Data items
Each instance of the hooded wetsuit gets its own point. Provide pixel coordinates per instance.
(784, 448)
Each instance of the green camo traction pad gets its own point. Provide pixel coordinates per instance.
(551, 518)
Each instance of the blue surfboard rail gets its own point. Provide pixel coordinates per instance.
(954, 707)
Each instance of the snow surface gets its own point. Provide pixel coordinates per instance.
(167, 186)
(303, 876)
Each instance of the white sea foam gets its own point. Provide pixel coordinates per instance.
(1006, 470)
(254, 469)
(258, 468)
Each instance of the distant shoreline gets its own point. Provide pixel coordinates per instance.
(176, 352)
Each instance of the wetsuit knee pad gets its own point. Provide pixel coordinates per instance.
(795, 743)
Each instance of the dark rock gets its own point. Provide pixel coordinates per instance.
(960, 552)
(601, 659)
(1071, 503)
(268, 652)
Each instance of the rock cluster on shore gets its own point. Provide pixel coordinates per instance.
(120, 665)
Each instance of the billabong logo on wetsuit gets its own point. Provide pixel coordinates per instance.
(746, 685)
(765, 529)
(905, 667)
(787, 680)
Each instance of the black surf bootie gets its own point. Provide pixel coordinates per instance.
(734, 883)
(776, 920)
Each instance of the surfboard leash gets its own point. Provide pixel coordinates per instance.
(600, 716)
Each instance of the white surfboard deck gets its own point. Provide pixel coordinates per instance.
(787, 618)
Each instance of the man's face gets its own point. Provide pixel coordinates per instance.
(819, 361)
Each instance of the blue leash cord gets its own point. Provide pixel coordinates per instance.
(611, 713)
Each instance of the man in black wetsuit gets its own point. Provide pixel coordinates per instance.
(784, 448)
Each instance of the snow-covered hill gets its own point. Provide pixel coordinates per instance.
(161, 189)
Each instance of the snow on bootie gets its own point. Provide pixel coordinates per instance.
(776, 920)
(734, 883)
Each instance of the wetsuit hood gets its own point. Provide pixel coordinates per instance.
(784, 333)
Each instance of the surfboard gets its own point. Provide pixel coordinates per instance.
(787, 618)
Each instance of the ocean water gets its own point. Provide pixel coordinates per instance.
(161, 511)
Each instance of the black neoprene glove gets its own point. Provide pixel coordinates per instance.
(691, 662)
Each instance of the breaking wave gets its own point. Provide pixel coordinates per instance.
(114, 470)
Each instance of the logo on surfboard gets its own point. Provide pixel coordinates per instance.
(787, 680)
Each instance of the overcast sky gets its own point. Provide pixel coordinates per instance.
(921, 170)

▶ Exercise details:
What you return should match the data character for character.

▶ Problem solution:
Each instance of the hooded wetsuit gets its own point. Provide pixel coordinates per instance.
(784, 448)
Each instance of the green camo traction pad gets its own point. Provide pixel coordinates per instance.
(551, 518)
Each instance of the blue surfboard rail gets its own point. Provide pixel coordinates per instance.
(954, 707)
Each instance of the snow surface gets its own point. Provide pixel coordinates per instance.
(167, 186)
(303, 876)
Each instance of the white sea foam gets its own point. Provide pixel coordinates per instance.
(1006, 470)
(254, 469)
(258, 468)
Each instance of the distant shoreline gets its own point. Provide pixel coordinates per instance.
(176, 352)
Each instance of the wetsuit knee pad gets its own point. Provide pixel coordinates per instance.
(795, 743)
Each instance of the dark rock gets its own point. Provide pixel coordinates per instance.
(960, 552)
(601, 659)
(1071, 503)
(268, 652)
Each instance of the rock cluster on shore gets its own point. Provide pixel coordinates per instance.
(120, 665)
Each instance of the billabong logo on wetsuit gets its own point. Provide pixel coordinates per instance.
(746, 685)
(765, 529)
(905, 667)
(787, 680)
Each instance of the black surf bootie gets its own point. Provide pixel coordinates per instance.
(734, 883)
(776, 920)
Each instance of the surfboard leash gets its own point. Provide pixel coordinates per instance.
(600, 716)
Each instance of the white surfboard deck gets its own point. Provide pixel coordinates per instance.
(787, 618)
Each instance of the man's face gets its own point. Provide pixel coordinates per instance.
(819, 361)
Each instance of the blue leash cord gets its own point. Provide pixel coordinates per instance.
(611, 713)
Each instance of the man in black wetsuit gets its own point. Provide pixel coordinates per instance.
(784, 448)
Each instance of the snow-covered hill gets its own point. Provide pixel coordinates per instance.
(161, 189)
Each instance of the snow on bootie gets its own point. Provide pixel coordinates per instance.
(776, 920)
(734, 883)
Each instance of the wetsuit hood gets its own point. Provide pixel coordinates per instance.
(784, 333)
Each instance of the surfboard gets its own point. Provide pixel coordinates per instance.
(787, 618)
Each instance of the ocean water gets its own point. Provide pixel coordinates per instance.
(161, 511)
Each instance of the black neoprene glove gets its own point. Provide pixel coordinates per instance.
(691, 662)
Each instance of the breaking wave gets its own point. Provide pixel coordinates per instance.
(114, 470)
Each instance of the logo on surfboard gets its own point. Provide pixel coordinates per instance.
(787, 680)
Each instance of the overcast sky gets its own point. Provide pixel coordinates per instance.
(921, 170)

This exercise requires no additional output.